── Excerpted passage
Following their break with Hollywood Records, the Indigo Girls announced their next record would be released independently. Poseidon and the Bitter Bug was released on March 24, 2009, from IG Recordings, the Indigo Girls' label, and distributed through Vanguard Records. This album is their first fully independent release since 1987's Strange Fire, and their first two-CD set since 1995's live album 1200 Curfews; the first disc has the 10 tracks accompanied by a backing band, and the second includes the same 10 songs with only Ray and Saliers on vocals and acoustic guitars, and an additional track. On June 29, 2010 Indigo Girls' second full-length live album, Staring Down the Brilliant Dream, was released on IG Recordings/Vanguard Records. This was followed on October 12, 2010 with their first holiday album Holly Happy Days. Indigo Girls' thirteenth studio album, Beauty Queen Sister, was released on October 4, 2011, and their fourteenth studio album, One Lost Day, was released on June 2, 2015 (both on IG Recordings/Vanguard Records).

Beginning in 2017, the Indigo Girls have toured the United States performing their music arranged for symphony orchestra. After more than 50 performances, in 2018 they released a live double album entitled Indigo Girls Live with the University of Colorado Symphony Orchestra. In 2020, they followed this with the studio album Look Long.

In 2025, Indigo Girls appeared in the feature documentary Lilith Fair: Building a Mystery – The Untold Story, which reflects on the legacy of the all-female music festival.

== Songwriting and influences ==
Ray and Saliers do not ordinarily collaborate in writing songs. Saliers described herself as "a lyric person. [...] I’ve always respected Joni Mitchell and Bob Dylan". Saliers said: "Amy is much more a combination of music and lyrics. She really likes alternative rock a lot, and she likes the feel of certain kinds of music as well as the lyrics. Amy is more stream-of-consciousness. She doesn’t censor herself at all; she just channels it through herself, so in her lyrics, she has tons of different kinds of images, sensual images, things of the earth, that connection to nature. Mine is a much more singer-songwriter intellectual narrative style. I take an idea and try to really pinpoint it, make it as clear as possible".

They write separately and work out the arrangements together. There are a few exceptions, mostly unreleased songs from their early, pre-Epic days: "I Don't Know Your Name" and "If You Live Like That." "Blood Quantum", which appears on Honor: A Benefit for the Honor the Earth Campaign featured Ray's verses and chorus and Saliers's bridge. Finally, "I'll Give You My Skin", which appears both on Tame Yourself (a benefit album for People for the Ethical Treatment of Animals) and on the Indigo Girls release Rarities, is a collaborative work by Ray, Saliers, and Michael Stipe, which is doubly rare because Saliers and Ray usually write their songs without outside collaborators. For their 2002 release, 'Become You,' Ray reported that they handed instruments back and forth to compose leads collaboratively, something they had never done before. In September 2020, the Indigo Girls released "Long Ride", the first song Ray and Saliers had written together in 30 years.
────
── Records shown
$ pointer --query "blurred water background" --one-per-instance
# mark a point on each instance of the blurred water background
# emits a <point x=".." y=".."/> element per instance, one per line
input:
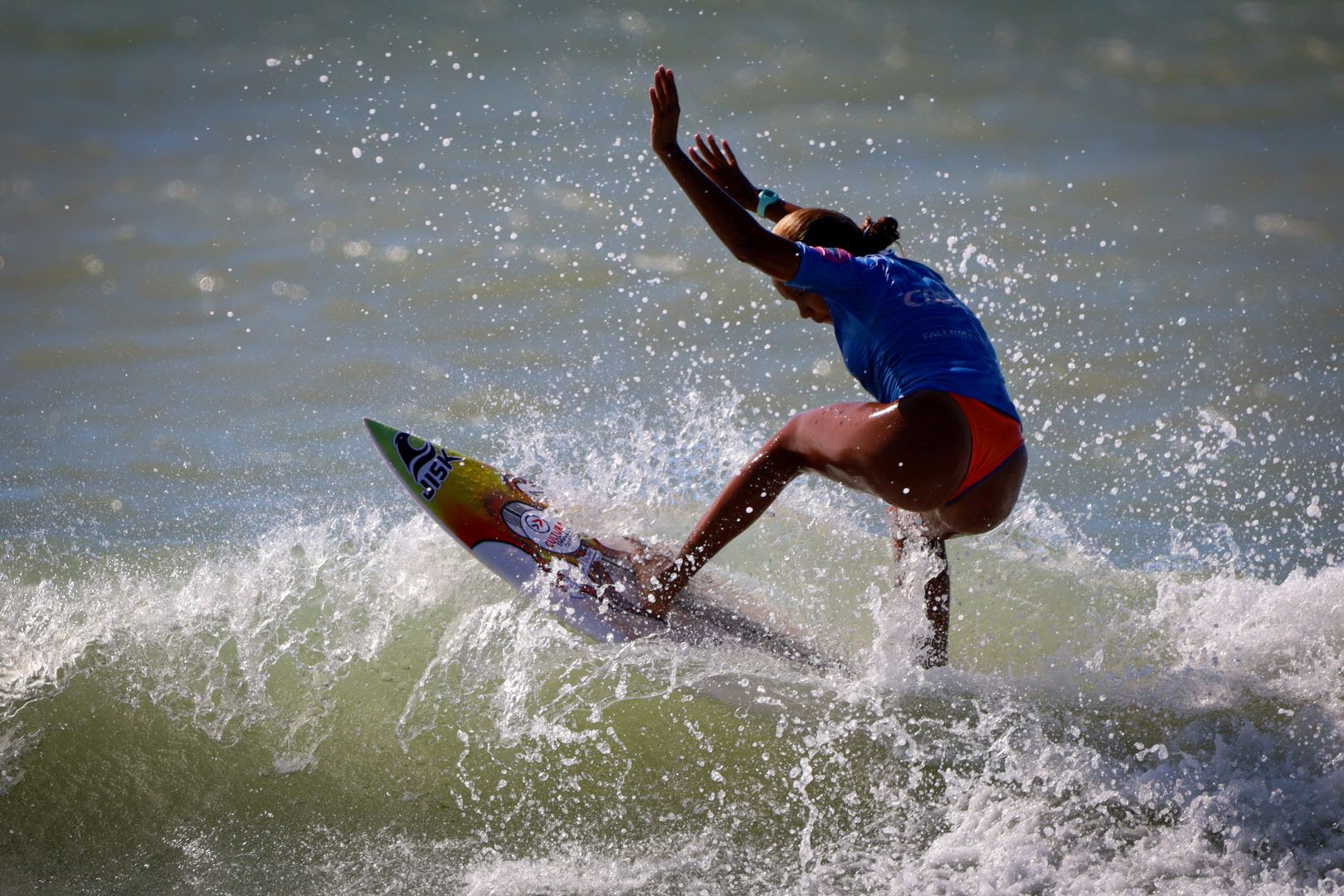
<point x="234" y="659"/>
────
-- Your objective --
Please list every album in the passage on the Indigo Girls whose release is given with a full month, day and year, along with that date.

-- Answer --
- Poseidon and the Bitter Bug: March 24, 2009
- Staring Down the Brilliant Dream: June 29, 2010
- Holly Happy Days: October 12, 2010
- Beauty Queen Sister: October 4, 2011
- One Lost Day: June 2, 2015